* _EXCERPT PROVIDED_:
+ + + + +

For Your Consideration ...

Austin Film Festival Preview

COMPETITION SCREENINGS


AFTER THE FLOOD

W/D: Robert Saitzyk; with Simon Andrews, Ola Metwally, Joseph Chase. (81 min., 35mm)

A moody, relentless head trip, After the Flood chronicles the unlikely relationship between an American gun dealer and a young El Salvadoran woman. Knee deep in drugs, despair, and existential mewings, writer/director Saitzyk's urban grit infiltrates so deeply, you'll need a hot shower post-screening (better yet, some Rodgers & Hammerstein) to get the grime gone. -- Kimberley Jones

(10/13, 9:30pm, Arbor 2; 10/17, 9pm, Arbor 2)


AMERICA SO BEAUTIFUL

W: Babak Shokrian & Brian Horiuchi/D: Shokrian; with Mansour, Fariborz David Diaan, Alain DeSatti. (91 min., 35mm)

+ + + + +

* _Annotated photo localization data_:
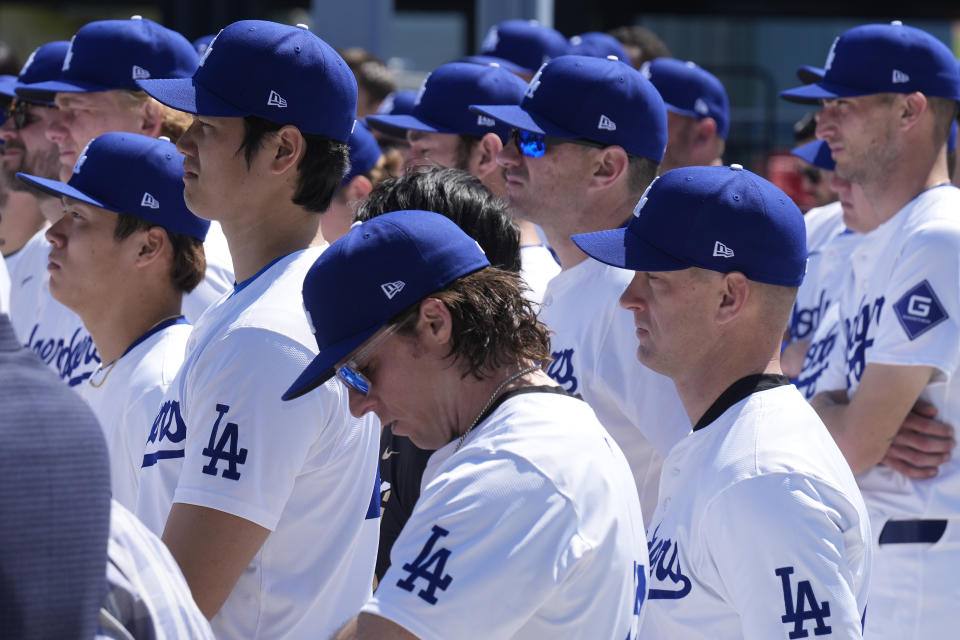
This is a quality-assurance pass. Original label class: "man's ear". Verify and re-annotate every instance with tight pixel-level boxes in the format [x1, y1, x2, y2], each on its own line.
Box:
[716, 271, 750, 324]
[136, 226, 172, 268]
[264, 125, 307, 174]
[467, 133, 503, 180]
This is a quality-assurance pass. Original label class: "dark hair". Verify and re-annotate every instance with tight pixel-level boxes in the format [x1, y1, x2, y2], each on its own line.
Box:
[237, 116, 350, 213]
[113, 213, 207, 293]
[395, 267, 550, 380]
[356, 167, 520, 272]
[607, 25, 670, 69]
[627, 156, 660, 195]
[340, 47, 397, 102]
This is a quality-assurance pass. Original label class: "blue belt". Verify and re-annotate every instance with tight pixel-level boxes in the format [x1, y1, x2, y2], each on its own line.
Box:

+ + + + +

* _TASKS AND EXERCISES_:
a. Transcribe the Austin Film Festival preview, everything from "A moody, relentless" down to "9pm, Arbor 2)".
b. In the Austin Film Festival preview, who wrote and directed After the Flood?
c. Resume the Austin Film Festival preview after its last line.
The lines have no connection to the festival preview.

* _ANSWERS BY TASK_:
a.
A moody, relentless head trip, After the Flood chronicles the unlikely relationship between an American gun dealer and a young El Salvadoran woman. Knee deep in drugs, despair, and existential mewings, writer/director Saitzyk's urban grit infiltrates so deeply, you'll need a hot shower post-screening (better yet, some Rodgers & Hammerstein) to get the grime gone. -- Kimberley Jones

(10/13, 9:30pm, Arbor 2; 10/17, 9pm, Arbor 2)

b. Robert Saitzyk

c.
A tarnished version of the American Dream unfolds in this film set in 1979. An Iranian immigrant lured into a get-rich-quick scheme to own a Los Angeles disco for one night tries to entice his friends to buy into the venture. But as the Iranian hostage crisis intensifies in the background, they confront the bitter reality that America isn't ready to welcome them, and that their homeland is fast becoming a place of no return. -- Belinda Acosta

(10/12, 9:30pm, Arbor 2; 10/14, 9:15pm, Dobie)


CHRISTMAS IN THE CLOUDS

W/D: Kate Montgomery; with Tim Vahle, Sam Vlahos, MariAna Tosca, M. Emmet Walsh, Graham Greene. (94 min., 35mm)

Kate Montgomery's debut feature is a disarming romantic comedy launched into motion by a series of mistaken identities. Set in a Native American ski resort, the film features a mostly Native cast and was co-produced by the Stockbridge-Munsee Band of Mohican Indians. Filmed at the Sundance Resort in Utah, the film's gorgeous cinematography lends weight to the effervescence of the contemporary comedy which nevertheless uses aspects of traditional Indian culture and cuisine as key narrative elements. -- Marjorie Baumgarten

(10/12, 7:15pm, Arbor 2; 10/18, 7:15pm, Arbor 1)


COME TOGETHER

W/D: Jeff Macpherson; with Tygh Runyan, Eryn Collins, Laura Harris. (80 min., 35mm)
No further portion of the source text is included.